◆ Te gebruiken gegevens ◆
══════
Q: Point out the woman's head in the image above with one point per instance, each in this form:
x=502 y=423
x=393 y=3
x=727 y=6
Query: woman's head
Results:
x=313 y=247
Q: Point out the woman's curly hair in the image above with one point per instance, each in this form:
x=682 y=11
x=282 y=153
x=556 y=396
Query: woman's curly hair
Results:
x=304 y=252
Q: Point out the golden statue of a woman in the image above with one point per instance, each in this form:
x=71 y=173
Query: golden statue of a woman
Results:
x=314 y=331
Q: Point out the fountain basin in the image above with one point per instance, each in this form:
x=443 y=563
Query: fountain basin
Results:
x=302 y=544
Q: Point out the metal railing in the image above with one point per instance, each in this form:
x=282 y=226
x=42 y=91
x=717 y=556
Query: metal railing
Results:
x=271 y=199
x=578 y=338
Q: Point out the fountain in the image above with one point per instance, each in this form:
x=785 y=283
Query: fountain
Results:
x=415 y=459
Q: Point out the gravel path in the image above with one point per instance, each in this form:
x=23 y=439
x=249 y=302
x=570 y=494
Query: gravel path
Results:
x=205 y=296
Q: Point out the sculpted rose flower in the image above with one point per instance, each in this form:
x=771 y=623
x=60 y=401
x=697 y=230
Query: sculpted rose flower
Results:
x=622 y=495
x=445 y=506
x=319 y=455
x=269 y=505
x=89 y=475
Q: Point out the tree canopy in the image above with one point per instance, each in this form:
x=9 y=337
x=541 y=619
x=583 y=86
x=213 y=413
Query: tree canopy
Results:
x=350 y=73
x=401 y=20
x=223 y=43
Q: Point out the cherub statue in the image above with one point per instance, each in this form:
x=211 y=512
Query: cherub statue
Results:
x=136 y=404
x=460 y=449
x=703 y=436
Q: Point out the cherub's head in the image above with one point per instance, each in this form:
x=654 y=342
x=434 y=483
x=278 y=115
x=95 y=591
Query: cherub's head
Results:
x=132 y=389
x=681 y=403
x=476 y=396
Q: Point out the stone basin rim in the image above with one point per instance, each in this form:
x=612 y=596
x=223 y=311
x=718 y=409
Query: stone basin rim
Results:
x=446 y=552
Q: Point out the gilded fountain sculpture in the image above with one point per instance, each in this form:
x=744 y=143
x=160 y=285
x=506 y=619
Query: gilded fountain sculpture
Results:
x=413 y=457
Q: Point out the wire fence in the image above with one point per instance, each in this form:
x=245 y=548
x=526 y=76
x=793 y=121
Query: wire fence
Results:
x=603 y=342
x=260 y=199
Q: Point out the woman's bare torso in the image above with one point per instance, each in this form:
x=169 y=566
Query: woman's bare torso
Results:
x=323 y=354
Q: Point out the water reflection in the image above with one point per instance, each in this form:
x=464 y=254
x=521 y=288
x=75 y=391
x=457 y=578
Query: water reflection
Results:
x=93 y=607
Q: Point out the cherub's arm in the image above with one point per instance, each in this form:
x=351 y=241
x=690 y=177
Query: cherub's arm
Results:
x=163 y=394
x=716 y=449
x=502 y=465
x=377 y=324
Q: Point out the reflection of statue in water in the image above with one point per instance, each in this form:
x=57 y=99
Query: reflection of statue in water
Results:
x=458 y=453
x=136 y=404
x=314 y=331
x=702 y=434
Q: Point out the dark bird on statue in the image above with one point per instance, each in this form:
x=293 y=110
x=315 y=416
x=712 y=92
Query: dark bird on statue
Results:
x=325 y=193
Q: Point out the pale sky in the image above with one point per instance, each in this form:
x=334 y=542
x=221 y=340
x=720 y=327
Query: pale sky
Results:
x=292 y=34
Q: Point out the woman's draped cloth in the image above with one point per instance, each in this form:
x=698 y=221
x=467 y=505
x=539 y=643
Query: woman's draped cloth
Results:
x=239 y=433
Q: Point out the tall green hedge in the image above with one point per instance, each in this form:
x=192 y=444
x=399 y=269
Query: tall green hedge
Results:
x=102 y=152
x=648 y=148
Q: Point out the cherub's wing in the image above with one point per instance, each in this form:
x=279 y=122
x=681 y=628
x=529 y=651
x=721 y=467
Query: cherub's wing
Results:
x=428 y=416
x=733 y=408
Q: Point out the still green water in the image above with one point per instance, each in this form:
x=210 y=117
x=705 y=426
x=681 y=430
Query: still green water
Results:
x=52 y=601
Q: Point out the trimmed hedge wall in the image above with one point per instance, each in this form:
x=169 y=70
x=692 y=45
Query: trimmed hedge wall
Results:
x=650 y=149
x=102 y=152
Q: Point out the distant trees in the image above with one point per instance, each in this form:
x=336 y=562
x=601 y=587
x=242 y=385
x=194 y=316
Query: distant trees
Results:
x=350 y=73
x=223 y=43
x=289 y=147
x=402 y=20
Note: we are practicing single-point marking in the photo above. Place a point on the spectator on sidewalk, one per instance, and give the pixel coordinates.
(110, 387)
══════
◆ Opdracht ◆
Schrijf het deel van de gegevens dat opent met de allereerste regel en sluit met de regel die "x=415 y=459" bevat volledig over. Verhoog daarbij in de antwoorden elke x- en y-coördinaat met 58.

◆ Resultaat ◆
Q: Point out the woman's head in the image above with one point per instance, each in this form:
x=502 y=423
x=393 y=3
x=727 y=6
Query: woman's head
Results:
x=371 y=305
Q: Point out the woman's curly hair in the image above with one point per instance, each in this form:
x=682 y=11
x=282 y=153
x=556 y=396
Query: woman's curly hair
Results:
x=362 y=310
Q: Point out the golden statue of a woman in the image above with one point per instance, each in this form:
x=71 y=173
Query: golden statue of a woman
Results:
x=372 y=389
Q: Point out the fountain basin in the image above with one point per instance, each in this form:
x=443 y=563
Query: fountain basin
Results:
x=360 y=602
Q: Point out the metal railing in the image above with one point per instance, each in this form:
x=282 y=226
x=42 y=91
x=717 y=556
Query: metal railing
Results:
x=329 y=257
x=636 y=396
Q: Point out the fountain in the image above with one point per instance, each in this form:
x=785 y=283
Query: fountain
Results:
x=473 y=517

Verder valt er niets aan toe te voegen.